## Exercise directions
Please rewrite the entire listing below as a numbered list, leaving out any blank lines.

Collected data entries

··········

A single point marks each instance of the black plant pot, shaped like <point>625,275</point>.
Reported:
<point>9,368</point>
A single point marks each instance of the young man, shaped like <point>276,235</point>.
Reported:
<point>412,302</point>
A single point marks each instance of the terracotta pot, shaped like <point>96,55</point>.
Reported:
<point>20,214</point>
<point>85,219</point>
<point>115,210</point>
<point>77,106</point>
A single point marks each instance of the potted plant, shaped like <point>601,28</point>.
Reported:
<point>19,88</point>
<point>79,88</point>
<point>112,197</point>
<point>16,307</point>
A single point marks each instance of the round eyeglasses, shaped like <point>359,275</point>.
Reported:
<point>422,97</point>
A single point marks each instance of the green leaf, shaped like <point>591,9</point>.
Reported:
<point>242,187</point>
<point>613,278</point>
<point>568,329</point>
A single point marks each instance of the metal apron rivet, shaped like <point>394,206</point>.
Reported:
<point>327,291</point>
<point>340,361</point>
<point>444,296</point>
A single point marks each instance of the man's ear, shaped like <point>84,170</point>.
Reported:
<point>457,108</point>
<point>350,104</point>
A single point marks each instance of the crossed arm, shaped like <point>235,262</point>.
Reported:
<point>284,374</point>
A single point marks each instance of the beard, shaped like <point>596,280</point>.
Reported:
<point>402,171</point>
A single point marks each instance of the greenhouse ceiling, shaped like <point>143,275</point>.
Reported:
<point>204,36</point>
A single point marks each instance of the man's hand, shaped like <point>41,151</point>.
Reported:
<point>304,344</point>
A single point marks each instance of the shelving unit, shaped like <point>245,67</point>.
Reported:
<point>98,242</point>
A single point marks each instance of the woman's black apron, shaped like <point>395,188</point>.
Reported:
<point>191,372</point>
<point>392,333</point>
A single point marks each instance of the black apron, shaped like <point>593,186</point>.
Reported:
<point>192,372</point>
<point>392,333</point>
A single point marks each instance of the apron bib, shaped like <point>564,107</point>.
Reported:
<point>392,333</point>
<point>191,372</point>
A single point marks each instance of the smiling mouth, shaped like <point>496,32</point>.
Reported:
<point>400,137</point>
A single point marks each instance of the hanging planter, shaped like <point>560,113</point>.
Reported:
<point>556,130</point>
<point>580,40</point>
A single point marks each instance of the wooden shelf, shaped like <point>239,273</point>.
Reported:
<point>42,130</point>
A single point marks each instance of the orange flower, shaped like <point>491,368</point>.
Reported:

··········

## Result of the exercise
1. A single point marks each instance of the black plant pot, shaped like <point>625,275</point>.
2. Reported:
3. <point>9,368</point>
4. A single point marks each instance of the young man, shaped like <point>276,235</point>.
5. Reported:
6. <point>412,302</point>
7. A single point marks each instance of the terracotta pot, shaped like <point>96,55</point>.
8. Reported:
9. <point>20,214</point>
10. <point>85,219</point>
11. <point>115,210</point>
12. <point>77,106</point>
13. A single point marks each instance of the potted plant, shaped like <point>601,28</point>.
14. Reported:
15. <point>19,88</point>
16. <point>79,88</point>
17. <point>112,197</point>
18. <point>16,307</point>
19. A single point marks each instance of the round eyeglasses, shaped like <point>359,275</point>.
20. Reported:
21. <point>422,97</point>
22. A single point marks each instance of the green leaf, shaped like <point>591,9</point>.
23. Reported:
24. <point>242,187</point>
25. <point>613,278</point>
26. <point>568,329</point>
27. A single point marks each instance of the metal apron rivet, shaped like <point>394,206</point>.
28. Reported:
29. <point>327,291</point>
30. <point>340,361</point>
31. <point>444,296</point>
32. A single point marks each instance of the man's ear, shaped like <point>84,170</point>.
33. Reported:
34. <point>457,108</point>
35. <point>350,104</point>
36. A single point marks each instance of the crossed arm, shaped like <point>235,262</point>.
37. Reported:
38. <point>284,374</point>
39. A single point marks each instance of the beard, shaped like <point>596,280</point>.
40. Reported:
41. <point>402,171</point>
42. A single point marks each instance of the greenhouse ceiling, shaped like <point>143,275</point>.
43. Reported:
44. <point>204,36</point>
45. A single point marks each instance of the man's hand, shaped like <point>41,151</point>.
46. Reported:
47. <point>304,344</point>
48. A single point marks each instance of the shelving unit, shaped like <point>245,67</point>.
49. Reported:
50. <point>98,242</point>
51. A single point marks each instance of the woman's black apron, shaped like <point>395,188</point>.
52. Reported:
53. <point>191,372</point>
54. <point>392,333</point>
55. A single point marks each instance of the black apron, shaped like <point>593,186</point>.
56. Reported:
57. <point>192,372</point>
58. <point>392,333</point>
59. A single point marks each instance of the apron bib, shaped like <point>564,107</point>.
60. Reported:
61. <point>392,333</point>
62. <point>191,372</point>
63. A single point marks each instance of the smiling mouth, shaped like <point>496,32</point>.
64. Reported:
65. <point>400,137</point>
66. A single point marks each instance of the hanging planter, shaped like <point>560,113</point>.
67. Reported:
68. <point>556,130</point>
69. <point>580,40</point>
70. A single point marks each instance of the wooden shelf, shaped like <point>239,273</point>.
71. Reported:
72. <point>42,130</point>
73. A single point marks each instance of the orange flower, shaped like <point>491,368</point>.
74. Reported:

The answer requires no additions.